From the entries below, copy out every line that contains the word "skyline".

═════ Records for the exercise

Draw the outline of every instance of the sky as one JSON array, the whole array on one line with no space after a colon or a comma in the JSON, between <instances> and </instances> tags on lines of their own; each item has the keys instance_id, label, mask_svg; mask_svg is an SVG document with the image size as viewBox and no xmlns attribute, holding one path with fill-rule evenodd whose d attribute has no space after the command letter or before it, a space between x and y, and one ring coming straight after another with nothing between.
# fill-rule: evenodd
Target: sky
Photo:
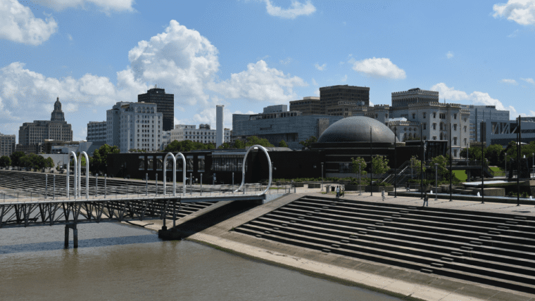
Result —
<instances>
[{"instance_id":1,"label":"sky","mask_svg":"<svg viewBox=\"0 0 535 301\"><path fill-rule=\"evenodd\" d=\"M319 88L439 92L535 116L535 0L0 0L0 133L50 120L73 139L157 85L175 124L319 96Z\"/></svg>"}]
</instances>

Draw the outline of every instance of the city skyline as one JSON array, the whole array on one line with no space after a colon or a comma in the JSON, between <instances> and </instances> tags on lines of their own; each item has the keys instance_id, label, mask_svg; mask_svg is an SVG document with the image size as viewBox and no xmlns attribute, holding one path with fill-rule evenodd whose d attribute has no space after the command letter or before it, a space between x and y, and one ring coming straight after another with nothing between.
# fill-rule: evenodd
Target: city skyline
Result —
<instances>
[{"instance_id":1,"label":"city skyline","mask_svg":"<svg viewBox=\"0 0 535 301\"><path fill-rule=\"evenodd\" d=\"M0 0L0 133L46 119L59 97L73 139L157 85L175 124L319 96L319 88L438 91L440 100L535 115L535 3ZM459 5L459 4L463 4Z\"/></svg>"}]
</instances>

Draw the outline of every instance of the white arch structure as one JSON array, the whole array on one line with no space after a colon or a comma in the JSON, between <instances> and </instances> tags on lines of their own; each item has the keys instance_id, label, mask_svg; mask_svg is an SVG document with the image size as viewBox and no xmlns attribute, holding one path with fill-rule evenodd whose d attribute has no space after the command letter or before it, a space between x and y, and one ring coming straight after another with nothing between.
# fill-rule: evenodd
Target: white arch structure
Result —
<instances>
[{"instance_id":1,"label":"white arch structure","mask_svg":"<svg viewBox=\"0 0 535 301\"><path fill-rule=\"evenodd\" d=\"M166 193L167 184L167 158L169 156L173 158L173 196L177 195L177 157L179 155L182 157L182 196L186 193L186 157L182 153L178 153L175 155L171 153L168 153L164 158L164 195Z\"/></svg>"},{"instance_id":2,"label":"white arch structure","mask_svg":"<svg viewBox=\"0 0 535 301\"><path fill-rule=\"evenodd\" d=\"M241 188L244 186L244 184L245 183L245 162L246 161L247 161L247 155L249 153L251 150L253 150L253 149L261 149L264 150L264 153L266 154L266 157L267 157L267 159L268 159L268 166L269 166L269 183L268 183L268 186L266 188L266 190L264 191L264 192L262 193L262 195L266 194L266 193L269 190L269 187L271 186L271 173L272 173L271 159L269 158L269 154L268 154L267 150L266 149L266 148L264 148L261 145L255 144L253 146L251 146L249 149L248 149L247 151L245 153L245 155L244 156L244 163L243 164L242 164L242 184L240 185L240 187L238 187L237 189L236 189L234 191L235 193L240 191L240 188Z\"/></svg>"},{"instance_id":3,"label":"white arch structure","mask_svg":"<svg viewBox=\"0 0 535 301\"><path fill-rule=\"evenodd\" d=\"M78 196L81 193L81 155L86 157L86 198L89 197L89 157L87 153L81 152L78 157Z\"/></svg>"},{"instance_id":4,"label":"white arch structure","mask_svg":"<svg viewBox=\"0 0 535 301\"><path fill-rule=\"evenodd\" d=\"M77 193L78 186L77 185L77 175L78 174L78 164L76 159L76 153L75 152L69 153L69 159L67 160L67 197L69 196L69 179L70 178L70 157L74 157L75 159L75 199Z\"/></svg>"}]
</instances>

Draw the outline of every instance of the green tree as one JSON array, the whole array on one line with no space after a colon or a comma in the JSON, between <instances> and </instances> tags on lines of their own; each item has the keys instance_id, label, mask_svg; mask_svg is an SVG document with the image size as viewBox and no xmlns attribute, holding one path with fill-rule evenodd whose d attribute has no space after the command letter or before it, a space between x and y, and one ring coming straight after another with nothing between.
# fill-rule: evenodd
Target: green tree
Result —
<instances>
[{"instance_id":1,"label":"green tree","mask_svg":"<svg viewBox=\"0 0 535 301\"><path fill-rule=\"evenodd\" d=\"M45 159L45 168L52 168L52 167L54 167L54 160L50 157Z\"/></svg>"},{"instance_id":2,"label":"green tree","mask_svg":"<svg viewBox=\"0 0 535 301\"><path fill-rule=\"evenodd\" d=\"M95 150L93 156L89 160L89 170L93 173L106 172L108 154L118 154L120 152L117 146L104 144Z\"/></svg>"},{"instance_id":3,"label":"green tree","mask_svg":"<svg viewBox=\"0 0 535 301\"><path fill-rule=\"evenodd\" d=\"M416 175L420 175L420 166L422 166L422 162L416 159L418 157L412 156L410 159L410 166L412 168L413 172L416 173ZM422 166L421 171L425 172L425 166Z\"/></svg>"},{"instance_id":4,"label":"green tree","mask_svg":"<svg viewBox=\"0 0 535 301\"><path fill-rule=\"evenodd\" d=\"M366 161L364 161L364 159L360 157L357 157L356 159L351 158L351 171L353 171L353 173L358 175L359 166L360 166L360 175L364 175L368 173L368 172L364 170L366 169L367 164L366 164Z\"/></svg>"},{"instance_id":5,"label":"green tree","mask_svg":"<svg viewBox=\"0 0 535 301\"><path fill-rule=\"evenodd\" d=\"M11 159L8 156L0 157L0 167L8 167L11 165Z\"/></svg>"},{"instance_id":6,"label":"green tree","mask_svg":"<svg viewBox=\"0 0 535 301\"><path fill-rule=\"evenodd\" d=\"M373 173L382 174L389 170L388 159L386 157L378 155L371 159L371 172Z\"/></svg>"},{"instance_id":7,"label":"green tree","mask_svg":"<svg viewBox=\"0 0 535 301\"><path fill-rule=\"evenodd\" d=\"M307 140L299 142L299 144L303 146L303 148L310 148L311 146L312 146L312 144L317 142L318 138L314 136L310 136Z\"/></svg>"},{"instance_id":8,"label":"green tree","mask_svg":"<svg viewBox=\"0 0 535 301\"><path fill-rule=\"evenodd\" d=\"M21 158L23 157L25 157L26 154L24 153L24 152L21 151L17 151L13 153L12 153L10 155L10 158L11 159L11 166L22 166L22 164L21 163Z\"/></svg>"}]
</instances>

══════════

**Answer for the task**.
Draw the outline of every instance of the city skyline as one JSON array, the whole array on one line with no space after a colon or a comma in the JSON, between <instances> and </instances> tags on lines of their own; each item has the keys instance_id, label, mask_svg; mask_svg is an SVG document with the image size as viewBox and no xmlns attribute, holding one path with fill-rule evenodd whose d attribute has no space after the command letter or before it, a space between x and y, and one ring coming straight after another with nothing between.
Target: city skyline
[{"instance_id":1,"label":"city skyline","mask_svg":"<svg viewBox=\"0 0 535 301\"><path fill-rule=\"evenodd\" d=\"M0 0L0 133L46 119L59 97L73 139L157 85L175 124L319 96L319 88L438 91L440 100L535 115L535 3ZM459 5L459 4L463 4Z\"/></svg>"}]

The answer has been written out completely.